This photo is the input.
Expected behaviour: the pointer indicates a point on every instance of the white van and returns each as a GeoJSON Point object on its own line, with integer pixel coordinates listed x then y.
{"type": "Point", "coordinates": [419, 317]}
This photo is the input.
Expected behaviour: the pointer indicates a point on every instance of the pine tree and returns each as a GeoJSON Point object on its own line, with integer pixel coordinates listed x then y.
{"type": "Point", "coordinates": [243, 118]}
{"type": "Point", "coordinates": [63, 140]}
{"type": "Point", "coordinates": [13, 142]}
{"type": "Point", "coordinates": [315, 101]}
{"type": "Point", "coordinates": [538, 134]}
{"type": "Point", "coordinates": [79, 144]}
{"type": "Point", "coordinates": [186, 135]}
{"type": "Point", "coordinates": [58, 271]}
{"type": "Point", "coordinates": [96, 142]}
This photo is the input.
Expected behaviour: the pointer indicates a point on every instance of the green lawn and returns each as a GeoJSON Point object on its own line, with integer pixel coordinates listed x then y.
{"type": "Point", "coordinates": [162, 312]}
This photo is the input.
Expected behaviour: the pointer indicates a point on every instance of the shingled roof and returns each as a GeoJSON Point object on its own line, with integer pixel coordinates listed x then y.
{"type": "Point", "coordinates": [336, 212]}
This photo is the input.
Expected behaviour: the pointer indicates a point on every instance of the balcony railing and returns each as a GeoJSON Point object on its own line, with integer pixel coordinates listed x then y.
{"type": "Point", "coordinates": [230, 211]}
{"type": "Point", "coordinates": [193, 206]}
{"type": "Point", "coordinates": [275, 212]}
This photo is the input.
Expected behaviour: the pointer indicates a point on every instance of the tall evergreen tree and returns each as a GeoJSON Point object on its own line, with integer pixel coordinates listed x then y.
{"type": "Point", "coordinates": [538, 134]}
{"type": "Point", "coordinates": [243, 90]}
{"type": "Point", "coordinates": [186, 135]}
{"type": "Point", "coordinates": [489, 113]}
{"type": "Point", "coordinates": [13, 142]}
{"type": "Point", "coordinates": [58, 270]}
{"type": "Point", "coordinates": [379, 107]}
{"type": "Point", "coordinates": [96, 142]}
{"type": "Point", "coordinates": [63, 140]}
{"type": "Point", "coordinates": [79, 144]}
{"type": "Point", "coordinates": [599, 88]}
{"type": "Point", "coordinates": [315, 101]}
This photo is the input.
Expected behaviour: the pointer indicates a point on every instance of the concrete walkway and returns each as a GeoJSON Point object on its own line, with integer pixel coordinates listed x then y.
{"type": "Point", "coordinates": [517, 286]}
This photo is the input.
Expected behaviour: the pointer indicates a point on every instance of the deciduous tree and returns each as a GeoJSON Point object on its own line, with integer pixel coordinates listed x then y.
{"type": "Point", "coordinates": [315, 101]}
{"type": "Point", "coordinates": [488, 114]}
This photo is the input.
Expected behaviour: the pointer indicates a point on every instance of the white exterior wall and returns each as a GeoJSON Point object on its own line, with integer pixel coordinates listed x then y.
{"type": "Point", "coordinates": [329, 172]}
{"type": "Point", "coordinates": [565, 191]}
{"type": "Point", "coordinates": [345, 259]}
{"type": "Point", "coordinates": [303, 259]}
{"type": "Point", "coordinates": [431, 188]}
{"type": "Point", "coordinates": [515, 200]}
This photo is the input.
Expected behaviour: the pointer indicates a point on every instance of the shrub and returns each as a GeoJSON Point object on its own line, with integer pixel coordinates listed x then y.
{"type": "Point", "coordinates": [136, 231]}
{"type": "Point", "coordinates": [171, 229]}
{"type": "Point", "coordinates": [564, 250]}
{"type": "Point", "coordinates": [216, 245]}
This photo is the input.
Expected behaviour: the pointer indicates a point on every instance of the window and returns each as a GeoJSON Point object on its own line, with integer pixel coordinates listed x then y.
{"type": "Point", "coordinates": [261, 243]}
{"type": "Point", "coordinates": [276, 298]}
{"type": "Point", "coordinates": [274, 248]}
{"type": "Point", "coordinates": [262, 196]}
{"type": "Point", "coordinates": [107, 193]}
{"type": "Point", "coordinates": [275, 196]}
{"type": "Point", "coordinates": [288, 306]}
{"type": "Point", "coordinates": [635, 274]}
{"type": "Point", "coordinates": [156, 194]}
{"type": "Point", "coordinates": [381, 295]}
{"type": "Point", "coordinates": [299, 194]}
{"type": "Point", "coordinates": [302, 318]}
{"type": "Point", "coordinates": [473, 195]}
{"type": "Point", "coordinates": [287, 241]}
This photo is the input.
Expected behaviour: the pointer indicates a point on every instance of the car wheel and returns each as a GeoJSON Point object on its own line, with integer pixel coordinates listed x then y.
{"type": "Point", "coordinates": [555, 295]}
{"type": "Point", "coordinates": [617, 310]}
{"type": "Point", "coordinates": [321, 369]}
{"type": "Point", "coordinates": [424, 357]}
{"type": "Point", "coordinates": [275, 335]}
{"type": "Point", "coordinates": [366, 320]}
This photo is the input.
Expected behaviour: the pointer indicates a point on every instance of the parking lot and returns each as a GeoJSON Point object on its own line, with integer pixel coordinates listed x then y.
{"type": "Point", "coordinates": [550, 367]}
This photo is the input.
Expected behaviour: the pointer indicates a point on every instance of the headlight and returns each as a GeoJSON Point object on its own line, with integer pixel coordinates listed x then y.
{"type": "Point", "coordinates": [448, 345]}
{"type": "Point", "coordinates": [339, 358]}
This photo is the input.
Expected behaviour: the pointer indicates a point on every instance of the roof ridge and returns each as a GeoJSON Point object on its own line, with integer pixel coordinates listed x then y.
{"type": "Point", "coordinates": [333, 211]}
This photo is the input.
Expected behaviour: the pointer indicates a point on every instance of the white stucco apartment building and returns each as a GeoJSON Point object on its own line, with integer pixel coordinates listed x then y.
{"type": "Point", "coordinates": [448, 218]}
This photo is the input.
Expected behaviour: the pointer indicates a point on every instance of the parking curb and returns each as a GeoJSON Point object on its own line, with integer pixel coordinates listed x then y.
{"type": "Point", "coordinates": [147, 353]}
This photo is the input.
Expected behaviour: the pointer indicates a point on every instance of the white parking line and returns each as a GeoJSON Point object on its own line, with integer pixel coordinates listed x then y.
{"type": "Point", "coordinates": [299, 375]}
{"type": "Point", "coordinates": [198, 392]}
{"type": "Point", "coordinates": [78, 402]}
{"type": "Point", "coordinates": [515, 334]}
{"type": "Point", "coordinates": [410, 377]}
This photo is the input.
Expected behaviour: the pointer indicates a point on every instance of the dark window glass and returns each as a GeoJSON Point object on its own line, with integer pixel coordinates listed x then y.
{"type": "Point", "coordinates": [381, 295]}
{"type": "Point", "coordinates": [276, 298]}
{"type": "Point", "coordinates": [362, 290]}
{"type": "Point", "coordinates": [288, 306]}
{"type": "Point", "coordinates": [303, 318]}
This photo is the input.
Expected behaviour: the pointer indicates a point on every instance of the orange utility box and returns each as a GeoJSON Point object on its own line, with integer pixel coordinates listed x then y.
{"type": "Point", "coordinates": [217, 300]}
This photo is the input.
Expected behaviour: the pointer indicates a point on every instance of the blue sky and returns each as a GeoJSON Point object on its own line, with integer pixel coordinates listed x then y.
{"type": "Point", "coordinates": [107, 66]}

* The request: How many lines of the items above contain the string "roof", counting only case-sensitive matches? Reply with the number alone.

* Answer for this exercise: 2